TEXT BLOCK:
** START **

Text Preprocessing

Text Preprocessing

These are some preprocessing steps are to be performed while working on unstructured data.

Converting into lowercase:

1.Noise Removal :

    Removal of words based on the domain.

   Removal of regular expressions.

   Removal of Stopword.

2. Lexicon Normalization :

    Lemmatization.

    Stemming.

    singularization.

3. POS tagging:

4. Spell check

5. Synonyms

6. Named Entity Recognition:

Feature Engineering on text data

7. Word Embeddings


Packages: 

nltk

textblob

################################################################################

Converting into lowercase :

    Converting all the text into lowercase.

df['text']=df['text'].str.lower()

Noise Removal :

 Removal of words based on the domain .

stop_words = set(stopwords.words('english'))

stop_words.update(('may','eels','i e','rv','ades','abaca','comma','e',' e ',' g ','g','alfalfa','we','us'))

  texts = pd.Series(" ".join([w for w in sentence.split(" ") if not w in stop_words])for sentence in texts)

** END **

Point labeling dataset excerpts
** START **

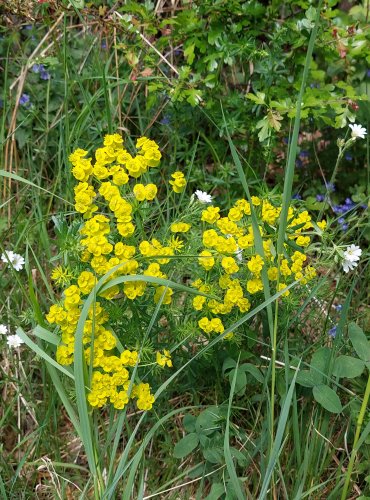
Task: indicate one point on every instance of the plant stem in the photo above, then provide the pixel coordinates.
(360, 420)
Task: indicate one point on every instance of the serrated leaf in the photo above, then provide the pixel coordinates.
(189, 422)
(253, 370)
(319, 363)
(217, 490)
(348, 367)
(186, 445)
(359, 341)
(327, 398)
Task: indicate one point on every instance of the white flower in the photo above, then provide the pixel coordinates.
(3, 330)
(14, 259)
(352, 253)
(7, 256)
(203, 197)
(349, 265)
(351, 256)
(14, 341)
(358, 131)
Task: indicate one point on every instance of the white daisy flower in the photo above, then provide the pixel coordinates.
(203, 197)
(18, 262)
(3, 330)
(7, 256)
(14, 341)
(352, 253)
(357, 131)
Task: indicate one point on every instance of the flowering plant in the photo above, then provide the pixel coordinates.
(126, 255)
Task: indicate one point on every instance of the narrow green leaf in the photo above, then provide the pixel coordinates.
(186, 445)
(348, 367)
(359, 341)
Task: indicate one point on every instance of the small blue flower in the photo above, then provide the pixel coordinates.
(44, 75)
(36, 68)
(25, 100)
(333, 331)
(304, 154)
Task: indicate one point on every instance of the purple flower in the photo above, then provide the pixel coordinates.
(337, 209)
(333, 331)
(36, 68)
(24, 100)
(44, 75)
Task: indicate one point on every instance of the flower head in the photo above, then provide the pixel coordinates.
(14, 341)
(14, 259)
(4, 330)
(351, 257)
(24, 100)
(358, 132)
(203, 197)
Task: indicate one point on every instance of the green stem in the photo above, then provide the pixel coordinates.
(360, 420)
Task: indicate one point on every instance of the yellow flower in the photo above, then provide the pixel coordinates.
(176, 244)
(206, 260)
(180, 227)
(61, 275)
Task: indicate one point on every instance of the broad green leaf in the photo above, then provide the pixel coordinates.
(186, 445)
(348, 367)
(217, 490)
(359, 341)
(327, 398)
(306, 378)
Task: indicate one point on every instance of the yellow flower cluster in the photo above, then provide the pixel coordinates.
(114, 241)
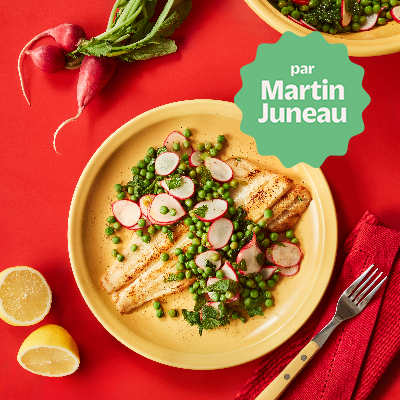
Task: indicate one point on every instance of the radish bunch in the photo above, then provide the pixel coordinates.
(237, 261)
(131, 35)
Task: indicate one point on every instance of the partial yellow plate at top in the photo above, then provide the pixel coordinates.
(172, 341)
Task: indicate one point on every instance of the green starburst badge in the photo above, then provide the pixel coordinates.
(302, 99)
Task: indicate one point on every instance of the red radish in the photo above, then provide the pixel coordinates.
(215, 209)
(170, 202)
(229, 272)
(289, 271)
(176, 137)
(307, 25)
(267, 272)
(294, 19)
(346, 15)
(286, 254)
(182, 192)
(395, 13)
(250, 254)
(67, 36)
(126, 212)
(213, 304)
(48, 58)
(94, 74)
(144, 203)
(136, 226)
(201, 259)
(370, 22)
(220, 171)
(166, 163)
(195, 159)
(220, 232)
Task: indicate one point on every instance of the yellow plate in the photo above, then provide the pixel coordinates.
(375, 42)
(172, 341)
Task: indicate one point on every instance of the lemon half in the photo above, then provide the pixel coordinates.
(25, 296)
(49, 351)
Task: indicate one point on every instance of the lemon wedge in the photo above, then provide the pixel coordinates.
(25, 296)
(49, 351)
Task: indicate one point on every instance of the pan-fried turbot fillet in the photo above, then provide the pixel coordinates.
(120, 274)
(153, 283)
(260, 190)
(287, 210)
(263, 189)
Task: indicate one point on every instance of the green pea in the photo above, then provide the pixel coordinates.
(146, 238)
(270, 283)
(274, 236)
(114, 252)
(116, 239)
(111, 219)
(134, 247)
(176, 146)
(159, 313)
(269, 302)
(109, 230)
(268, 213)
(135, 170)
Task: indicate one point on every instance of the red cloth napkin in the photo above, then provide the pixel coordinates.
(357, 353)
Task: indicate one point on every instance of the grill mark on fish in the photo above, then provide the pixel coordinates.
(120, 274)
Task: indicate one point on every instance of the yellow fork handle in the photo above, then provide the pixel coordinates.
(282, 381)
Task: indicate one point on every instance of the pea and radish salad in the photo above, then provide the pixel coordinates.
(339, 16)
(232, 264)
(131, 35)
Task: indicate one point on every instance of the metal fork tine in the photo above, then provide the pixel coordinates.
(365, 291)
(355, 294)
(366, 299)
(350, 289)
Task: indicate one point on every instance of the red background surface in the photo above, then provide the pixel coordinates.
(37, 185)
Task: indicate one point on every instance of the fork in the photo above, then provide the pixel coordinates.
(352, 301)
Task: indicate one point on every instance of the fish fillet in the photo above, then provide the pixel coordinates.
(120, 274)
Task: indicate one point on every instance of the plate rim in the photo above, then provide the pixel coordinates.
(104, 151)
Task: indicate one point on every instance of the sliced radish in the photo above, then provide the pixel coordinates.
(346, 15)
(220, 171)
(215, 209)
(166, 163)
(220, 232)
(126, 212)
(249, 254)
(182, 192)
(164, 199)
(289, 271)
(195, 159)
(137, 227)
(229, 272)
(307, 25)
(213, 304)
(267, 272)
(294, 19)
(144, 203)
(370, 21)
(395, 13)
(286, 254)
(176, 137)
(201, 259)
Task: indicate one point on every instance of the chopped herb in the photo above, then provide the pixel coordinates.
(260, 258)
(174, 182)
(200, 211)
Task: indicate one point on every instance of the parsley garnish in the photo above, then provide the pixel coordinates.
(200, 211)
(174, 182)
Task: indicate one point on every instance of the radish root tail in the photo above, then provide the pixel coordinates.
(62, 125)
(45, 33)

** END **

STATED TASK: Can you reproduce the text preprocessing notes between "These are some" and "based on the domain.", inclusive, switching "unstructured" to "free-form"?

FINAL RESULT:
These are some preprocessing steps are to be performed while working on free-form data.

Converting into lowercase:

1.Noise Removal :

    Removal of words based on the domain.